Directive -
Output, please, every line from the line that holds "the white facade" to the end, exactly as written.

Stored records
** begin **
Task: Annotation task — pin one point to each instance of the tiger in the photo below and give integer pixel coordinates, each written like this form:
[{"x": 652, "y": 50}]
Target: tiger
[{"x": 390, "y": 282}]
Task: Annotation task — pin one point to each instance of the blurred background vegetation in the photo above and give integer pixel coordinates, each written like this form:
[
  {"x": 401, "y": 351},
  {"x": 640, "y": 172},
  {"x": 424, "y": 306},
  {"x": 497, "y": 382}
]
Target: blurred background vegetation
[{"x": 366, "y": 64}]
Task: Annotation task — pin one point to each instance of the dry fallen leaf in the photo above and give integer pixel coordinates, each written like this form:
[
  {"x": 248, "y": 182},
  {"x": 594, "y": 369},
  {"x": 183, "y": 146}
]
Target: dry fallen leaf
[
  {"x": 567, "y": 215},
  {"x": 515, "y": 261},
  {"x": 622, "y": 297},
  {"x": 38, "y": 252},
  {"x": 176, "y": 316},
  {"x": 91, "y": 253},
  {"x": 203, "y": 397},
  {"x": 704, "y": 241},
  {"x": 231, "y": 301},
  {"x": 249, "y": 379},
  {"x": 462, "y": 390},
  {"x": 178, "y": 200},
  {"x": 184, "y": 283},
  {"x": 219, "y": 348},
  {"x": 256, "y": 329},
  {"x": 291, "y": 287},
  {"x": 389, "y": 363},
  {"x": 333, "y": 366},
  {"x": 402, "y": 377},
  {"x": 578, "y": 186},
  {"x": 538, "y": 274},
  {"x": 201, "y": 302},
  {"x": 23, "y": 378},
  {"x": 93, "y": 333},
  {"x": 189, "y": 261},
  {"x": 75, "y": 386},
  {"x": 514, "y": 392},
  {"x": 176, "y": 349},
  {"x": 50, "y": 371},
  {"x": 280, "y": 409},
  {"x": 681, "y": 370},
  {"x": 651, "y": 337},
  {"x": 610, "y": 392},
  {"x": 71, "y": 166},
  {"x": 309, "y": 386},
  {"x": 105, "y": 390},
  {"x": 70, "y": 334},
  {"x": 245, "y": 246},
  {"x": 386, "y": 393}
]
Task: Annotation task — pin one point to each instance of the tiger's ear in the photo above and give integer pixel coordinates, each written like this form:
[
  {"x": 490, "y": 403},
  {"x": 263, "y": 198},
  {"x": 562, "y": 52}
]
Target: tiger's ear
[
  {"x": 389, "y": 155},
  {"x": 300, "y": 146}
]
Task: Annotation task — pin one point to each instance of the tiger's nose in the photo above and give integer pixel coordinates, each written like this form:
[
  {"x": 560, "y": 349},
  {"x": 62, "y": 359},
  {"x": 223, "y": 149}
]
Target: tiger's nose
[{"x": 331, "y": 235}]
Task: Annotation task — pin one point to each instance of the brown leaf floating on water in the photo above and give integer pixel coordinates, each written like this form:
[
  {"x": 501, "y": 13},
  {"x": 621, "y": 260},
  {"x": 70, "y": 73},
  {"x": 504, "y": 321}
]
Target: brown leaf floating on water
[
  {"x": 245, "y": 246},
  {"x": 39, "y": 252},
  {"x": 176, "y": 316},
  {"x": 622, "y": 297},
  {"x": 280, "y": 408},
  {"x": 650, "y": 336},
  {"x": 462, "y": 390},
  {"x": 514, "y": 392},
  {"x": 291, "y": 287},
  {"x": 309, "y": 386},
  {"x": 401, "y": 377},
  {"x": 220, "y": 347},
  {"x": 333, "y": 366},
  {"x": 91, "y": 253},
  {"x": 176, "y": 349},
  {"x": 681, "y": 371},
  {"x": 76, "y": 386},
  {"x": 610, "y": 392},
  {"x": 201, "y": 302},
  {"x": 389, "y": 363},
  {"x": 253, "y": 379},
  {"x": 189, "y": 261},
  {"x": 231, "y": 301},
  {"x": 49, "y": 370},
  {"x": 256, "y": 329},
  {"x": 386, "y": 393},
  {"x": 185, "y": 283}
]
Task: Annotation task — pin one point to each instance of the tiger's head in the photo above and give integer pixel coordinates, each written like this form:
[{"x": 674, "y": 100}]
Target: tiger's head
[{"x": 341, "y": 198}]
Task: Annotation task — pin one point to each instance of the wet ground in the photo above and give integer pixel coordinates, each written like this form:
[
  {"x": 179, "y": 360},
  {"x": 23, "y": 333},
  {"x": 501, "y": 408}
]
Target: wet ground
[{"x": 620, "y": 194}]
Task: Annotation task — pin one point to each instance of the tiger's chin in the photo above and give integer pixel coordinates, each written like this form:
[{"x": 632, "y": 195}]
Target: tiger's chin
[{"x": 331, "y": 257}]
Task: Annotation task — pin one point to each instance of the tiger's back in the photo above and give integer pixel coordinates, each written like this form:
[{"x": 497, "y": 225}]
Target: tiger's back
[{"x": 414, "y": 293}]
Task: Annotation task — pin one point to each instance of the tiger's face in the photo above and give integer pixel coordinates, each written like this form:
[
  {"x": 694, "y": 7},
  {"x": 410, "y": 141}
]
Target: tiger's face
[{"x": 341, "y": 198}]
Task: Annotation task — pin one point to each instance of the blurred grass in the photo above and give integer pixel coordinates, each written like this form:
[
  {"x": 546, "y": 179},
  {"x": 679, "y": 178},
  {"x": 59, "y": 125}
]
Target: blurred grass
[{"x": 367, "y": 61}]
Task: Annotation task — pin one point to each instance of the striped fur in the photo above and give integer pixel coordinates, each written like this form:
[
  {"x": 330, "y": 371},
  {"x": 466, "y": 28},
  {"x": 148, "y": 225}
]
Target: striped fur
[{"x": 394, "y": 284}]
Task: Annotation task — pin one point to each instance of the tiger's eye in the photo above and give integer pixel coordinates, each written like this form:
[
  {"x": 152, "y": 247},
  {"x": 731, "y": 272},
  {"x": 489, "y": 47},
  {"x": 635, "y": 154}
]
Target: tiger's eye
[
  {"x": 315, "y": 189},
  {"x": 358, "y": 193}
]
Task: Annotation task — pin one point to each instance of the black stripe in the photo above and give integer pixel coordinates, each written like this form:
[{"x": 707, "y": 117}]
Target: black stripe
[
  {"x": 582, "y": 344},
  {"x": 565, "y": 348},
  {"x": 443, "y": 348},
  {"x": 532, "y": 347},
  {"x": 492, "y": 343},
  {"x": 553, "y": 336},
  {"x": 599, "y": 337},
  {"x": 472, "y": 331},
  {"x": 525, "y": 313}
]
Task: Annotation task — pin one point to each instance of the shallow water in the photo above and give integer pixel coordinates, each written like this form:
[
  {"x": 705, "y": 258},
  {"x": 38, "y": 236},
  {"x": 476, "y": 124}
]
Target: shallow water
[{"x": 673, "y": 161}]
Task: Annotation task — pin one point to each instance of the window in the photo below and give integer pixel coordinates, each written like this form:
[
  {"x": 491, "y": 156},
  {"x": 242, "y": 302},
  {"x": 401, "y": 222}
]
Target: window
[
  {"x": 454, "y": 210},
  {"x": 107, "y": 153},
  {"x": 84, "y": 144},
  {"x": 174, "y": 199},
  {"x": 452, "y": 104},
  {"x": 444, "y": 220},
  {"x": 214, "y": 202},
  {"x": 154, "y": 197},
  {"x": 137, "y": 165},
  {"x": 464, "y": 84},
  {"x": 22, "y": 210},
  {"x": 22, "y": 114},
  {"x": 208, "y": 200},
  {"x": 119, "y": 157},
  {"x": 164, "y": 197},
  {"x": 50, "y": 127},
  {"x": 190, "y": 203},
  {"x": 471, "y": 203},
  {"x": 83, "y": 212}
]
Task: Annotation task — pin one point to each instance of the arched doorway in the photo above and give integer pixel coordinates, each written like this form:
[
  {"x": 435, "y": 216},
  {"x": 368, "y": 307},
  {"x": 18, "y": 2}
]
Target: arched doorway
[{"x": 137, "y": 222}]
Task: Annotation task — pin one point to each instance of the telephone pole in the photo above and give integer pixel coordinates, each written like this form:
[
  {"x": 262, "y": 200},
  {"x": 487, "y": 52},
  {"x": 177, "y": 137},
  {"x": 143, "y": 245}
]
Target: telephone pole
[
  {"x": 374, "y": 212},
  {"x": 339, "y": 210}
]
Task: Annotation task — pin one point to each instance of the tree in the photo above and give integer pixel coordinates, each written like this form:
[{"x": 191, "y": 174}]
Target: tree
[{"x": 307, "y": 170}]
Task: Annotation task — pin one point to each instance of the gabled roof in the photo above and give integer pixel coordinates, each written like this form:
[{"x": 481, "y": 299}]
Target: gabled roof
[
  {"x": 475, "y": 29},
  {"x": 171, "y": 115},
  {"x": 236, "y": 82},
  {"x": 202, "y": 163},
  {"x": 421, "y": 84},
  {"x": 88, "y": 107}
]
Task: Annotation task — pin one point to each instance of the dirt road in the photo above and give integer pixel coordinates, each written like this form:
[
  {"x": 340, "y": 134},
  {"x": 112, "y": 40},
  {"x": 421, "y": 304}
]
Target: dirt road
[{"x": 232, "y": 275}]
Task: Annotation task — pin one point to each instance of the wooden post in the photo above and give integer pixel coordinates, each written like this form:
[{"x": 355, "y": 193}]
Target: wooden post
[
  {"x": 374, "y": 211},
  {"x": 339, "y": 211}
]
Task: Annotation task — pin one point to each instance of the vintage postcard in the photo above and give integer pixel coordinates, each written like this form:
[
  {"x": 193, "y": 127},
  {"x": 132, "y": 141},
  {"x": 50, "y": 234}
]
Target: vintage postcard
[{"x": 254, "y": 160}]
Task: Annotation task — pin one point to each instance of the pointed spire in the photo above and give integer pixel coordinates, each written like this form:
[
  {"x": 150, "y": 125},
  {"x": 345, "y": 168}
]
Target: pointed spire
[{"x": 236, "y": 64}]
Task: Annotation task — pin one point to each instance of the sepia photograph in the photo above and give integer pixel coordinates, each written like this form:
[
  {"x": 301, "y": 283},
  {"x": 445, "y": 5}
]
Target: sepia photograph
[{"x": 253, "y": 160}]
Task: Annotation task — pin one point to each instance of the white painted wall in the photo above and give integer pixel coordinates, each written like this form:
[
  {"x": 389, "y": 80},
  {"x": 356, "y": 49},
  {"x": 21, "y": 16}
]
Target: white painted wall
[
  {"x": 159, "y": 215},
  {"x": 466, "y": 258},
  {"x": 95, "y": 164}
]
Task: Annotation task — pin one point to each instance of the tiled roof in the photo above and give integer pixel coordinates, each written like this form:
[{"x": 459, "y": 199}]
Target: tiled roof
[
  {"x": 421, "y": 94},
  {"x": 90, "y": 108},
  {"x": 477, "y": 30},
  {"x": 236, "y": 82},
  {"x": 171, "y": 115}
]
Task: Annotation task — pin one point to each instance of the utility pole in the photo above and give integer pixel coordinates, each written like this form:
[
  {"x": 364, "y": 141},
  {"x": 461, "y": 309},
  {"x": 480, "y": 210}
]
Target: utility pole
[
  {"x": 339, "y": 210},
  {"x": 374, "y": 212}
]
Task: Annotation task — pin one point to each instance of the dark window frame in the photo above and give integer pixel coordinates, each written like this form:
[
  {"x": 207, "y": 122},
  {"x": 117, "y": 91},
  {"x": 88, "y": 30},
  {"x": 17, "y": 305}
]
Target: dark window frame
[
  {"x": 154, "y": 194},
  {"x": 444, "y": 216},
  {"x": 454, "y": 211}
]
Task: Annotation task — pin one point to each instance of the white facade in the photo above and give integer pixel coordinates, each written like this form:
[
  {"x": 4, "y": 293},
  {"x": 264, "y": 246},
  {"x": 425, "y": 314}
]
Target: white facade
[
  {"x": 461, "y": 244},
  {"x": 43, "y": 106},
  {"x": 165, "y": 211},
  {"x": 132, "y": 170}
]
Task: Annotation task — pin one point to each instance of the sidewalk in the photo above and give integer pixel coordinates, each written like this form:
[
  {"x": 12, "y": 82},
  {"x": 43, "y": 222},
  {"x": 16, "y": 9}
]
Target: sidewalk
** end **
Solution below -
Task: Annotation task — pin one point to each instance of the white facade in the photo above and give integer pixel coordinates, each written like this form:
[
  {"x": 4, "y": 293},
  {"x": 264, "y": 246},
  {"x": 425, "y": 314}
]
Target: white facade
[
  {"x": 461, "y": 244},
  {"x": 43, "y": 106},
  {"x": 165, "y": 211},
  {"x": 132, "y": 170}
]
Task: Annotation task — pin one point to each instance of the sidewalk in the photo above and give integer pixel coordinates, each written like this form:
[
  {"x": 12, "y": 82},
  {"x": 43, "y": 222},
  {"x": 16, "y": 9}
]
Target: sidewalk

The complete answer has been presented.